◆ Your assignment ◆
Reproduce verbatim the portion of the network attacks text that begins at the words "The purpose of" and stops after the words "and DNS poisoning.".

===== Study text

38.1.10 Denial of Service

The purpose of a denial of service (DoS) attack is to block a server program or even an entire system, something that could be achieved by various means: overloading the server, keeping it busy with garbage packets, or exploiting a remote buffer overflow. Often a DoS attack is made with the sole purpose of making the service disappear. However, once a given service has become unavailable, communications could become vulnerable to man-in-the-middle attacks (sniffing, TCP connection hijacking, spoofing) and DNS poisoning.

38.1.11 Man in the Middle: Sniffing, Hijacking, Spoofing

In general, any remote attack performed by an attacker who puts himself between the communicating hosts is called a man-in-the-middle attack. What almost all types of man-in-the-middle attacks have in common is that the victim is usually not aware that there is something happening. There are many possible variants, for example, the attacker could pick up a connection request and forward that to the target machine. Now the victim has unwittingly established a connection with the wrong host, because the other end is posing as the legitimate destination machine.

The simplest form of a man-in-the-middle attack is called sniffer—the attacker is just listening to the network traffic passing by. As a more complex attack, the man in the middle could try to take over an already established connection (hijacking). To do so, the attacker would need to analyze the packets for some time to be able to predict the TCP sequence numbers belonging to the connection. When the attacker finally seizes the role of the target host, the victims notice this, because they get an error message saying the connection was terminated due to a failure. The fact that there are protocols not secured against hijacking through encryption, which only perform a simple authentication procedure upon establishing the connection, makes it easier for attackers.

Spoofing is an attack where packets are modified to contain counterfeit source data, usually the IP address. Most active forms of attack rely on sending out such fake packets—something that, on a Linux machine, can only be done by the superuser (root).

Many of the attacks mentioned are carried out in combination with a DoS. If an attacker sees an opportunity to bring down a certain host abruptly, even if only for a short time, it makes it easier for him to push the active attack, because the host will not be able to interfere with the attack for some time.

38.1.12 DNS Poisoning

DNS poisoning means that the attacker corrupts the cache of a DNS server by replying to it with spoofed DNS reply packets, trying to get the server to send certain data to a victim who is requesting information from that server. Many servers maintain a trust relationship with other hosts, based on IP addresses or hostnames. The attacker needs a good understanding of the actual structure of the trust relationships among hosts to disguise itself as one of the trusted hosts. Usually, the attacker analyzes some packets received from the server to get the necessary information. The attacker often needs to target a well-timed DoS attack at the name server as well. Protect yourself by using encrypted connections that are able to verify the identity of the hosts to which to connect.

==========
===== Excerpted data

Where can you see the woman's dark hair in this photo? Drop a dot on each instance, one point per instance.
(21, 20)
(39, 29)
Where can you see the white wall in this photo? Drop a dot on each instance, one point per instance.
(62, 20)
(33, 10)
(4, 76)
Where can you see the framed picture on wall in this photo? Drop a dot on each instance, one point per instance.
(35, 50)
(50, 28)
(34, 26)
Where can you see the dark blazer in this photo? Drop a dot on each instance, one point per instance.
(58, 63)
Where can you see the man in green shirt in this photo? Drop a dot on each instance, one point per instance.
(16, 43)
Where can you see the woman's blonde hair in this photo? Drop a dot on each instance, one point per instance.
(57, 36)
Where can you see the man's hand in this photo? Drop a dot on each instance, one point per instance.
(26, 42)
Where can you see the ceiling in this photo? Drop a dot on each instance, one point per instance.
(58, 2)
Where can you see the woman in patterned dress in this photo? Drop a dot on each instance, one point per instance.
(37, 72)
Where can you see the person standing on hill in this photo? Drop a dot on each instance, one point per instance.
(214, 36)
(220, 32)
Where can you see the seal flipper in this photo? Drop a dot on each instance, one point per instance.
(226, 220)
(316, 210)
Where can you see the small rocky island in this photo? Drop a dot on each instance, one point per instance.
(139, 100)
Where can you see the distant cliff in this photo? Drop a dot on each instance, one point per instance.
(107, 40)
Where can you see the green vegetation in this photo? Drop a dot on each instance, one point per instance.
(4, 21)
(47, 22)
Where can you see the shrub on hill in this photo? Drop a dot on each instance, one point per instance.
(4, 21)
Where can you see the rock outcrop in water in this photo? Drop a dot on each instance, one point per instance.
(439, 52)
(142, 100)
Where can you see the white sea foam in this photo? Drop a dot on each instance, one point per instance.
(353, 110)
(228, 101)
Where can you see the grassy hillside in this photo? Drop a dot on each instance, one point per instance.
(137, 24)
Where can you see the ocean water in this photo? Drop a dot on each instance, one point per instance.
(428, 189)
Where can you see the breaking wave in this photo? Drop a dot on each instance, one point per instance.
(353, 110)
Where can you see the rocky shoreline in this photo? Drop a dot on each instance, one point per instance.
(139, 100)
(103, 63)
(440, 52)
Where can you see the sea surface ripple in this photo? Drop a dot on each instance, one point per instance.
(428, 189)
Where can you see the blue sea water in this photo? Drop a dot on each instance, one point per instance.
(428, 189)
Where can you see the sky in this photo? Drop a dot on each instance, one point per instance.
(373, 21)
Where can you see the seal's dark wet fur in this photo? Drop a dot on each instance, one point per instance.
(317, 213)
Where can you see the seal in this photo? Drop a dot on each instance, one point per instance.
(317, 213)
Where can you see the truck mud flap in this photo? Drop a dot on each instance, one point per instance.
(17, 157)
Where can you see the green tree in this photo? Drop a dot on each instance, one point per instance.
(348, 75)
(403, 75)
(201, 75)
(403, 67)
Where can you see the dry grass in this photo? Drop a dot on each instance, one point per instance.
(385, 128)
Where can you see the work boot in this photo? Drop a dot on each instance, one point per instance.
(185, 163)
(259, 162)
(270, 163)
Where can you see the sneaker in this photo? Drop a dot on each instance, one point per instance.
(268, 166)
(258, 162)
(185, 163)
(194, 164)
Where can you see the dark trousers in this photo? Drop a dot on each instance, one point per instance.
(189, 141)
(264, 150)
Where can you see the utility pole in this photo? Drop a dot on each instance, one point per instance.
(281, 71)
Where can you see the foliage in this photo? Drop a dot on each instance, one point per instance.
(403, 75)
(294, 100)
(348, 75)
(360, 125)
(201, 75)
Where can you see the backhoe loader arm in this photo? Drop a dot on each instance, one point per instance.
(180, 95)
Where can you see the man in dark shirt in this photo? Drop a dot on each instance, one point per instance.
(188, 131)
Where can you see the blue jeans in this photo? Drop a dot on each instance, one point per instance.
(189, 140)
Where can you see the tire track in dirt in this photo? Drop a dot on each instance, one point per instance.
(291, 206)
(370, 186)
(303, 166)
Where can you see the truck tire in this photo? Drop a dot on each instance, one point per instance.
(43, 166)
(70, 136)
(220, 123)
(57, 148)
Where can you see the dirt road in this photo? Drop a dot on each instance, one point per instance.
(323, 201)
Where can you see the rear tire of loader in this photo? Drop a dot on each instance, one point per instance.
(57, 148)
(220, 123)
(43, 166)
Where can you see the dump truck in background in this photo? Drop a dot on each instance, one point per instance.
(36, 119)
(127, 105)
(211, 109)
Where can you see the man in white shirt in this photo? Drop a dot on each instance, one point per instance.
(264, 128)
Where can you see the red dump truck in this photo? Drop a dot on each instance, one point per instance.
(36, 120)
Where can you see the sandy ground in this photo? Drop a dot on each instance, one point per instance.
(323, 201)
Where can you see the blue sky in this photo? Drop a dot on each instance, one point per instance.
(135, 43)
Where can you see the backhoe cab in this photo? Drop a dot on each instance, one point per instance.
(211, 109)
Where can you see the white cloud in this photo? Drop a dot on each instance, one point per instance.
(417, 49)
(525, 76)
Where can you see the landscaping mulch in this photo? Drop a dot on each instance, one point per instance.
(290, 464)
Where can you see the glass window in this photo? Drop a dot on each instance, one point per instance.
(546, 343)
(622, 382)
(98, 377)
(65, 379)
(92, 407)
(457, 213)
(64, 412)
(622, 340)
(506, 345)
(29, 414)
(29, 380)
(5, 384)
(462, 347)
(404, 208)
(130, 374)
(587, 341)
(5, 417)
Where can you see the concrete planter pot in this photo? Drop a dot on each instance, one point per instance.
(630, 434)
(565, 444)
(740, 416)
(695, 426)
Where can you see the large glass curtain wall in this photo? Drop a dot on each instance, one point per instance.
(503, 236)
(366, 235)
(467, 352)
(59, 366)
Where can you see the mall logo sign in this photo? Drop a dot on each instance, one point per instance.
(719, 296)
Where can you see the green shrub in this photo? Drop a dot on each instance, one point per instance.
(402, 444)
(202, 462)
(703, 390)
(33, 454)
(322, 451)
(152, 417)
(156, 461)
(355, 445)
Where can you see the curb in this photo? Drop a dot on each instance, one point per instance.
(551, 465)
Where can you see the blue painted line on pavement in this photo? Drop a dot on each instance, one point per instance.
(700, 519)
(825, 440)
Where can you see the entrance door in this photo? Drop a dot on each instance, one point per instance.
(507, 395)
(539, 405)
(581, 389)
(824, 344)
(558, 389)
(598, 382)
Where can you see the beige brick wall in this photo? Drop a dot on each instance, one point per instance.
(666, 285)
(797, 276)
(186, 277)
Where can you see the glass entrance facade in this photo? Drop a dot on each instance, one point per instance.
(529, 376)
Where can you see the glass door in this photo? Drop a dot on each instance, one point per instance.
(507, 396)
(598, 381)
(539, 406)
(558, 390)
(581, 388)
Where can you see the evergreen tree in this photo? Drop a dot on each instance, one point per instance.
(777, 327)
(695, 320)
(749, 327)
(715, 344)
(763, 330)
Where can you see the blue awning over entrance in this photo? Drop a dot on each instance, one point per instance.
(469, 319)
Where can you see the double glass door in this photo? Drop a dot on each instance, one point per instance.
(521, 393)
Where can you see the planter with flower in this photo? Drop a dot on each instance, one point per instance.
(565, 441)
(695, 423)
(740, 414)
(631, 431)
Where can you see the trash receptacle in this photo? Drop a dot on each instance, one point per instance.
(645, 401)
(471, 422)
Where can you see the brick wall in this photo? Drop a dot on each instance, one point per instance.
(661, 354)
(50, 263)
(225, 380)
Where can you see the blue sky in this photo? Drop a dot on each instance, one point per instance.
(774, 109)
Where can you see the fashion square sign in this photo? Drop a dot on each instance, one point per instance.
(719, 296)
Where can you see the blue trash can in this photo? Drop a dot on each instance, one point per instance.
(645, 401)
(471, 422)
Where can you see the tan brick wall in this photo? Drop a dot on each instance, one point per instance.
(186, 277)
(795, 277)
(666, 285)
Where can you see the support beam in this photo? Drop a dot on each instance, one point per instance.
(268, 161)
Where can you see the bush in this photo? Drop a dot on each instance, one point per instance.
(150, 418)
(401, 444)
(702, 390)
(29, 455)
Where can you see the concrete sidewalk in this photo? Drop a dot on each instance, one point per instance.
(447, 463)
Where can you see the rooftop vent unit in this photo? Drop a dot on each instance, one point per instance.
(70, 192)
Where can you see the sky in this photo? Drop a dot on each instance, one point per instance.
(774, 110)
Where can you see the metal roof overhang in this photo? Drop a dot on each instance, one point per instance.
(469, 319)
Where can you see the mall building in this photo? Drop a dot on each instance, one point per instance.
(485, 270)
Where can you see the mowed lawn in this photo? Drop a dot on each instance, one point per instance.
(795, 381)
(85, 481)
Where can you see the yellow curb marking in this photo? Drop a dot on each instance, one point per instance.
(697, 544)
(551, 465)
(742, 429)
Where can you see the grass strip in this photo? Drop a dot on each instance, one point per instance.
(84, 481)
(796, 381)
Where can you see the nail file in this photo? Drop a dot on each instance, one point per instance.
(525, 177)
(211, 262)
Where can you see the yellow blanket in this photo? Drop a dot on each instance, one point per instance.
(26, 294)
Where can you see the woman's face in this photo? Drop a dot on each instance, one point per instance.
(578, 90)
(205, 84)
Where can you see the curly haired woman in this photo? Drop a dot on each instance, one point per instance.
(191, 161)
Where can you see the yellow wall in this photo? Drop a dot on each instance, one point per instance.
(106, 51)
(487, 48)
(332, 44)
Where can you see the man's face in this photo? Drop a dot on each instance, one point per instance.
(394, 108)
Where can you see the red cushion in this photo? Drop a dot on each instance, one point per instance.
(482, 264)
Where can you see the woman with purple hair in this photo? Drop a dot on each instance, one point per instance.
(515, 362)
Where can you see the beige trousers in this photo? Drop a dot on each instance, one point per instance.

==========

◆ Answer to this exercise ◆
The purpose of a denial of service (DoS) attack is to block a server program or even an entire system, something that could be achieved by various means: overloading the server, keeping it busy with garbage packets, or exploiting a remote buffer overflow. Often a DoS attack is made with the sole purpose of making the service disappear. However, once a given service has become unavailable, communications could become vulnerable to man-in-the-middle attacks (sniffing, TCP connection hijacking, spoofing) and DNS poisoning.